#### Aim of the task
Starting at the line that contains "Q: In the photo above, point to the sandy", copy each line through the final one exactly as written.

[Position annotation records]
┄┄┄┄┄┄

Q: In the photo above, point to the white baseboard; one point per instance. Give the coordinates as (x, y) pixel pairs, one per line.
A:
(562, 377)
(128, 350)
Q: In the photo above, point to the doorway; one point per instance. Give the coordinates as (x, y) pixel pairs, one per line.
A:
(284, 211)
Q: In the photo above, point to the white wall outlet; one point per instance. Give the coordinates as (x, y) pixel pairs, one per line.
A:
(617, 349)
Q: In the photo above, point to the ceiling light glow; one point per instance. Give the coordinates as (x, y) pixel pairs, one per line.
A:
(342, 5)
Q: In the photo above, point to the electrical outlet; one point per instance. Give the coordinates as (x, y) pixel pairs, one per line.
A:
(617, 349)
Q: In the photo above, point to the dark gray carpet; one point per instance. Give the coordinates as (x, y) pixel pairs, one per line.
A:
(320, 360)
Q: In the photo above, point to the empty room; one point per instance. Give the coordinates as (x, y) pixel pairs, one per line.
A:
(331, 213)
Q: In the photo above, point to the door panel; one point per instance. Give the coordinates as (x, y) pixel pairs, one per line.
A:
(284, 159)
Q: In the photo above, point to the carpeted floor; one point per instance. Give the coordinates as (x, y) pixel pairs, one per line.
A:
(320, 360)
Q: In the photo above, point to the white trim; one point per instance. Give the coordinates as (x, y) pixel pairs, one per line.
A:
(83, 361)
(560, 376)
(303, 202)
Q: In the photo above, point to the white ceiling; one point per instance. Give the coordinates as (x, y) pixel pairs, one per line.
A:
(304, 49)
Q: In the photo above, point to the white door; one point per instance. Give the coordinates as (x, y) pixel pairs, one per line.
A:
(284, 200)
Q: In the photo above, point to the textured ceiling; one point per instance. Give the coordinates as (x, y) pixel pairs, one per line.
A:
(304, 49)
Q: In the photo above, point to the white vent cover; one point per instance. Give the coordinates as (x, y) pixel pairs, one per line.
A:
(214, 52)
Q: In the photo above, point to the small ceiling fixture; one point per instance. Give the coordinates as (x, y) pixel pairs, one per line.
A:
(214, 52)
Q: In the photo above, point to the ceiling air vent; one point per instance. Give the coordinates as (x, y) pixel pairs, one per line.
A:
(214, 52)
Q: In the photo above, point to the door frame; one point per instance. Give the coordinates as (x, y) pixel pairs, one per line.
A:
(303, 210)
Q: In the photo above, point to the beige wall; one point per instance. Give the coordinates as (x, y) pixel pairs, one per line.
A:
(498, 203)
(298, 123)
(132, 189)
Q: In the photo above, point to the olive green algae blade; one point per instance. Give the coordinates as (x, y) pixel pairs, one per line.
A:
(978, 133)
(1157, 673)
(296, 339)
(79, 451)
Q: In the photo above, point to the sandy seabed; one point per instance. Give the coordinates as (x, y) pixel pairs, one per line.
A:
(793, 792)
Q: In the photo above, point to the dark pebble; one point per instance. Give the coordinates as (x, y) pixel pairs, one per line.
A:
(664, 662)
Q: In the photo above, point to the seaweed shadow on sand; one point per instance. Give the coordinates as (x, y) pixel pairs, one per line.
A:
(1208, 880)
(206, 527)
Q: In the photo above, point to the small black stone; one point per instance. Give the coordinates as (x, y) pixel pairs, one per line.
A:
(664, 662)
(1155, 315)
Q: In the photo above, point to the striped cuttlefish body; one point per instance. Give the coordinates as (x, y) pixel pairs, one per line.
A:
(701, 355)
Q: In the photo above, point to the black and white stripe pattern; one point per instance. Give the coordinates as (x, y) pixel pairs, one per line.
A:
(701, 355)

┄┄┄┄┄┄

#### Task result
Q: In the photo above, point to the sandy seabed; one point per instance. Give the coordinates as (x, y) pixel pairs, one per line.
A:
(793, 792)
Q: In the photo above, point to the dark pebble; one point per instance. Give the coordinates as (x, y) pixel pairs, one per line.
A:
(664, 662)
Q: In the photo above, point to the seaweed shadow on sand; one point per instance. Give the coordinates as (x, y) pixel pairs, one per line.
A:
(1208, 880)
(206, 527)
Q: In the photo above, point to the small black stone; one point per instance. Give the coordinates as (x, y) pixel pairs, one per line.
A:
(664, 662)
(1155, 315)
Q: In the photo above, point to the striped cuttlefish body; one point per instance. Give the coordinates as (x, y) pixel pairs, one per line.
A:
(701, 355)
Q: In the photo above, point to the black and white stripe pattern; one point per instance. Give the coordinates as (x, y) pixel pairs, one per line.
A:
(701, 355)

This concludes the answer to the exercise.